— start Article —

May 21, 2009 @ 12:00 am

This presentation discusses the ambivalent attitudes of U.S. photographers regarding Mexican/Chicano subjects in the 1930-40s Borderlands. It analyzes the ways in which meaning was constructed in the visual representations of Mexican Nationals and Mexican American subjects in the United States, while incorporating the historical context of public policies regarding the presence of worker of Mexican origin/descent in the national agricultural landscape. Focusing on photographic materials by Ansel Adams, Dorothea Lange, and others, most of them unpublished, the presentation unveils the complex thread of photographing Mexicans while abiding by the long standing tradition of placing them against pre-conceived backgrounds and complying with the emerging rules of modern photography documentary practices.

— end Article —

- Given request 1:
Write out the stretch of the presentation summary from "This presentation discusses" through "photography documentary practices.".

— start Input material —

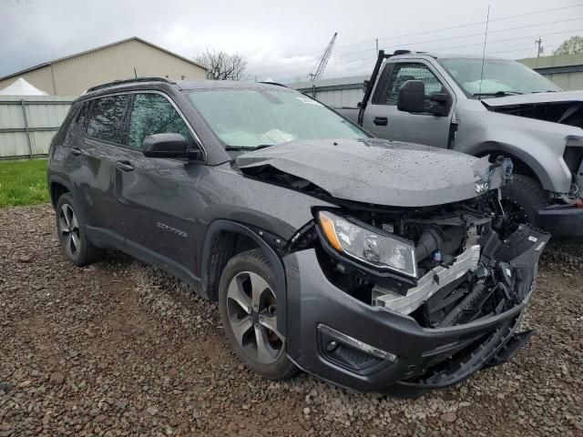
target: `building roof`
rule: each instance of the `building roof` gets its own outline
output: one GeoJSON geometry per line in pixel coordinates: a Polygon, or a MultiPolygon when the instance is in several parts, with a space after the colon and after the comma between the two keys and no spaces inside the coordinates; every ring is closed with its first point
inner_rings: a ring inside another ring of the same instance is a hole
{"type": "Polygon", "coordinates": [[[17,78],[8,86],[0,89],[2,96],[48,96],[47,93],[30,85],[22,77],[17,78]]]}
{"type": "Polygon", "coordinates": [[[24,73],[28,73],[29,71],[33,71],[33,70],[36,70],[38,68],[42,68],[44,66],[48,66],[52,64],[56,64],[57,62],[60,61],[64,61],[66,59],[70,59],[72,57],[77,57],[77,56],[80,56],[82,55],[87,55],[87,53],[92,53],[92,52],[97,52],[97,50],[101,50],[103,48],[107,48],[107,47],[111,47],[113,46],[118,46],[119,44],[124,44],[124,43],[128,43],[129,41],[138,41],[140,43],[146,44],[151,47],[157,48],[159,50],[161,50],[163,52],[168,53],[169,55],[172,55],[173,56],[176,56],[179,59],[182,59],[183,61],[186,62],[189,62],[190,64],[197,66],[204,70],[207,69],[206,66],[201,66],[200,64],[198,64],[196,62],[194,62],[192,59],[189,59],[188,57],[184,57],[181,56],[180,55],[177,55],[174,52],[170,52],[169,50],[167,50],[166,48],[160,47],[159,46],[156,46],[155,44],[150,43],[149,41],[146,41],[145,39],[139,38],[138,36],[131,36],[129,38],[126,38],[126,39],[122,39],[121,41],[116,41],[115,43],[111,43],[111,44],[106,44],[105,46],[99,46],[98,47],[95,47],[95,48],[90,48],[89,50],[85,50],[84,52],[79,52],[79,53],[76,53],[74,55],[69,55],[67,56],[63,56],[63,57],[59,57],[56,59],[53,59],[52,61],[47,61],[47,62],[44,62],[42,64],[38,64],[37,66],[30,66],[28,68],[25,68],[24,70],[20,70],[20,71],[16,71],[15,73],[12,73],[8,76],[5,76],[4,77],[0,77],[0,80],[5,80],[5,79],[9,79],[11,77],[15,77],[16,76],[20,76],[24,73]]]}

— end Input material —

- Given request 2:
Put every line of the listing above into a Markdown table with the columns "Row" and "Line", numbering the rows and skipping blank lines. Leave the pictures out of the answer.

- Exercise response 1:
This presentation discusses the ambivalent attitudes of U.S. photographers regarding Mexican/Chicano subjects in the 1930-40s Borderlands. It analyzes the ways in which meaning was constructed in the visual representations of Mexican Nationals and Mexican American subjects in the United States, while incorporating the historical context of public policies regarding the presence of worker of Mexican origin/descent in the national agricultural landscape. Focusing on photographic materials by Ansel Adams, Dorothea Lange, and others, most of them unpublished, the presentation unveils the complex thread of photographing Mexicans while abiding by the long standing tradition of placing them against pre-conceived backgrounds and complying with the emerging rules of modern photography documentary practices.

- Exercise response 2:
| Row | Line |
|---|---|
| 1 | target: `building roof` |
| 2 | rule: each instance of the `building roof` gets its own outline |
| 3 | output: one GeoJSON geometry per line in pixel coordinates: a Polygon, or a MultiPolygon when the instance is in several parts, with a space after the colon and after the comma between the two keys and no spaces inside the coordinates; every ring is closed with its first point |
| 4 | inner_rings: a ring inside another ring of the same instance is a hole |
| 5 | {"type": "Polygon", "coordinates": [[[17,78],[8,86],[0,89],[2,96],[48,96],[47,93],[30,85],[22,77],[17,78]]]} |
| 6 | {"type": "Polygon", "coordinates": [[[24,73],[28,73],[29,71],[33,71],[33,70],[36,70],[38,68],[42,68],[44,66],[48,66],[52,64],[56,64],[57,62],[60,61],[64,61],[66,59],[70,59],[72,57],[77,57],[77,56],[80,56],[82,55],[87,55],[87,53],[92,53],[92,52],[97,52],[97,50],[101,50],[103,48],[107,48],[107,47],[111,47],[113,46],[118,46],[119,44],[124,44],[124,43],[128,43],[129,41],[138,41],[140,43],[146,44],[151,47],[157,48],[159,50],[161,50],[163,52],[168,53],[169,55],[172,55],[173,56],[176,56],[179,59],[182,59],[183,61],[186,62],[189,62],[190,64],[197,66],[204,70],[207,69],[206,66],[201,66],[200,64],[198,64],[196,62],[194,62],[192,59],[189,59],[188,57],[184,57],[181,56],[180,55],[177,55],[174,52],[170,52],[169,50],[167,50],[166,48],[160,47],[159,46],[156,46],[155,44],[150,43],[149,41],[146,41],[145,39],[139,38],[138,36],[131,36],[129,38],[126,38],[126,39],[122,39],[121,41],[116,41],[115,43],[111,43],[111,44],[106,44],[105,46],[99,46],[98,47],[95,47],[95,48],[90,48],[89,50],[85,50],[84,52],[79,52],[79,53],[76,53],[74,55],[69,55],[67,56],[63,56],[63,57],[59,57],[56,59],[53,59],[52,61],[47,61],[47,62],[44,62],[42,64],[38,64],[37,66],[30,66],[28,68],[25,68],[24,70],[20,70],[20,71],[16,71],[15,73],[12,73],[8,76],[5,76],[4,77],[0,77],[0,80],[5,80],[5,79],[9,79],[11,77],[15,77],[16,76],[20,76],[24,73]]]} |